→ **Task statement**:
According to the essay below about Pam the Painter, how long have the writer and Pam known each other?

→ **Selected passage**:
Pam the Painter (my nickname for her) and I have known each other

for 25 or 30 years. She still colours her hair, mine’s white. She’s a different shape from me, watches different things on television but I understand her interest in architecture, she mine in images and we often like the same book – and then not another in common for a twelvemonth.
We have long enthusiastic exchanges about gardening, housework, what we have been “up to” and our pet hates – men in bad shorts, housework, young women with raucous nailfile voices , buying the same thing (salad, fruit) a second time and it isn’t a patch on the first – so disappointing. Long ago she told me that she had never wanted to be married or have children and paused for me to tell the error of her ways. But I couldn’t.

If you don’t want to be married and you don’t want to have children – don’t. Use contraception and tell it like it is. I wish there were a few more of you.
This week along with our embarrassing government, the war in Ukraine and the dawning realisation of how it will impact internationally, the cost of everything from eggs to underwear – the national press featured several horrible stories about children done to death. I hate it. I hate it so much, it makes me feel sick.

I am not one who can say “I have never raised my hand”, I have but there is a big gap between a blow to stop a small child going a under a truck (true) and extended systematic violence, designed to humiliate and destroy.

Saved entries:
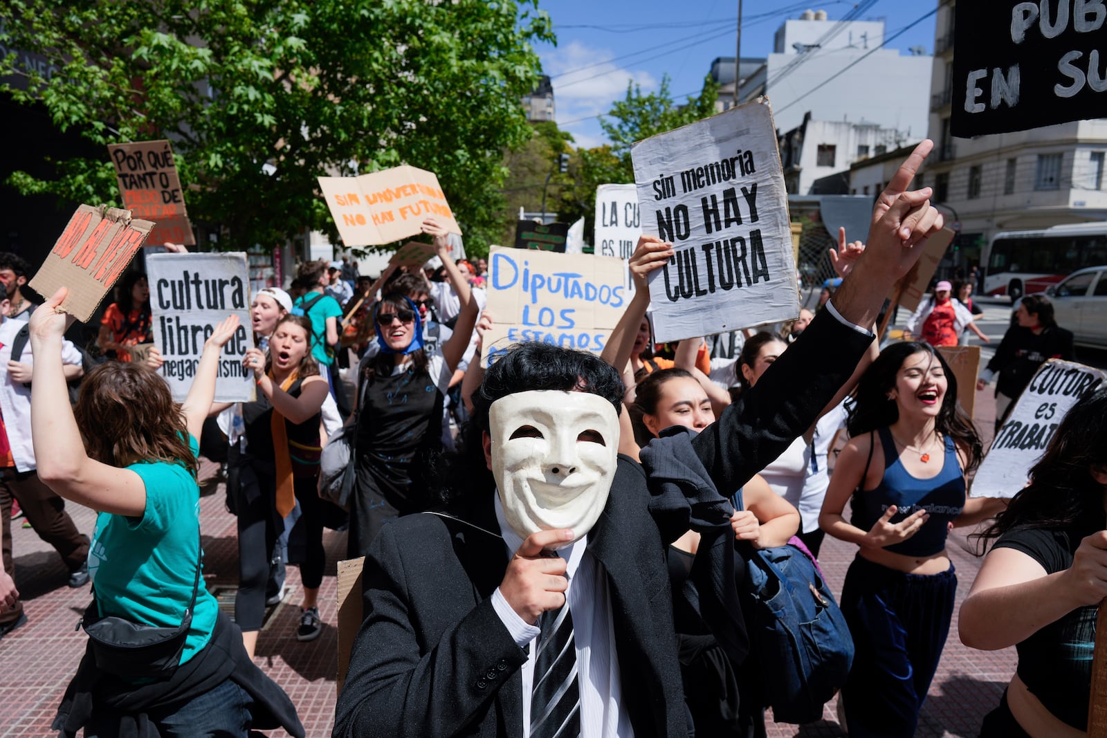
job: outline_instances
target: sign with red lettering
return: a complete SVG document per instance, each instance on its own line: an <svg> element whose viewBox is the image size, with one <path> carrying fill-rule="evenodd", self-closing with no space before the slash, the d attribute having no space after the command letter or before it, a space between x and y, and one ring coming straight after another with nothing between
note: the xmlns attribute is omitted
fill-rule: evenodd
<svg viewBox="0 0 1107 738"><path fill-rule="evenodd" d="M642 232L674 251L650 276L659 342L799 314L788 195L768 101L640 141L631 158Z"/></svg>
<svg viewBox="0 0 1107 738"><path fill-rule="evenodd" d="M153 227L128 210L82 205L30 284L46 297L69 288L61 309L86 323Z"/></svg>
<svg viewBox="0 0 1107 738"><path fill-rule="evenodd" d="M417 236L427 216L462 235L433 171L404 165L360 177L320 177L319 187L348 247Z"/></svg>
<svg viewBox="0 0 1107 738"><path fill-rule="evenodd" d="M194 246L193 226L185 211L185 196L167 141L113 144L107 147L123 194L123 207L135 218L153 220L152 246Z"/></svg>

* * *

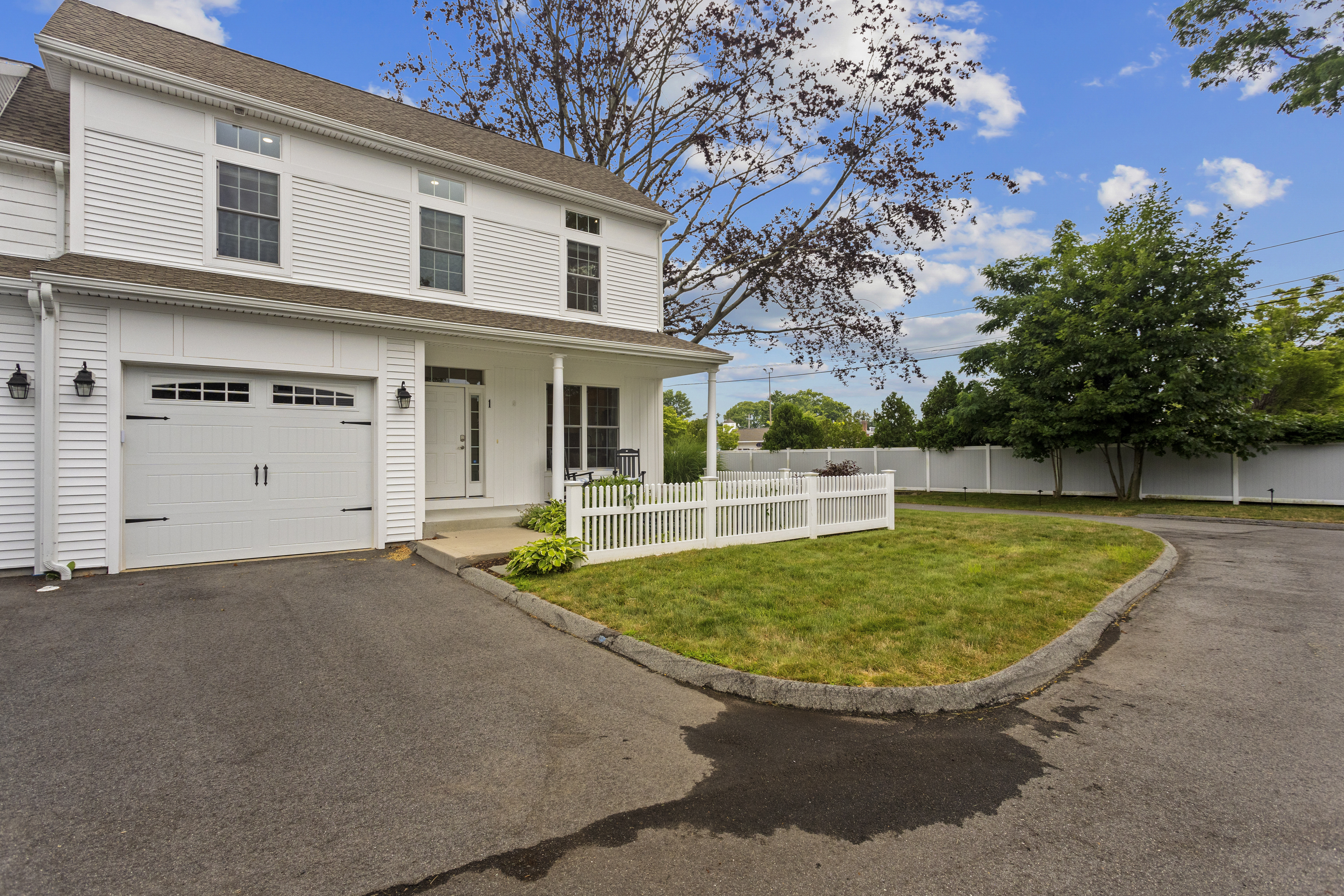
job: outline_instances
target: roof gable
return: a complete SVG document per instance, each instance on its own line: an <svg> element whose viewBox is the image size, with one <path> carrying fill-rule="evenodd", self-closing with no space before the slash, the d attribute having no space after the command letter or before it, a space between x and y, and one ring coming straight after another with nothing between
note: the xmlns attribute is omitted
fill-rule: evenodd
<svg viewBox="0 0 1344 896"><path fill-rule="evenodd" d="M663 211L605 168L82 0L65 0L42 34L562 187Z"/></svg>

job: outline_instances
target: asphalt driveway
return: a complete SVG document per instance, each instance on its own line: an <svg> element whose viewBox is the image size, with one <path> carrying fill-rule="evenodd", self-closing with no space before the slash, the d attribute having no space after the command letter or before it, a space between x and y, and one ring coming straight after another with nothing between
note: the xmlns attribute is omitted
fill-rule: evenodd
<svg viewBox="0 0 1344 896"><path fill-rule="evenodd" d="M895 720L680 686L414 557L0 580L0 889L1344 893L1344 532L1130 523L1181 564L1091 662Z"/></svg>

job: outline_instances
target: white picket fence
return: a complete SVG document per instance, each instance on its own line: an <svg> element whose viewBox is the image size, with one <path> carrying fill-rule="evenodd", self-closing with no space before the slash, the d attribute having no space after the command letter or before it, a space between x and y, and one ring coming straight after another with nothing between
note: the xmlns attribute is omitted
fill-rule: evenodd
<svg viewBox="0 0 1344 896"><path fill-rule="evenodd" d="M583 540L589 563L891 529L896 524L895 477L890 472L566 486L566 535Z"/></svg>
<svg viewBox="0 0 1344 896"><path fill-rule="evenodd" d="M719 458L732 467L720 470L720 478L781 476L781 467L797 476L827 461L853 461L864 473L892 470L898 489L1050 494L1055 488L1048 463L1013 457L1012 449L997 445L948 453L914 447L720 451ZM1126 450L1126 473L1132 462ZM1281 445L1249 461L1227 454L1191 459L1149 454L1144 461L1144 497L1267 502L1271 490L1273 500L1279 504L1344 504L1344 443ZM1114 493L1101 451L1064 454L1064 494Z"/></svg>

→ **Solved problem**:
For 25 or 30 years.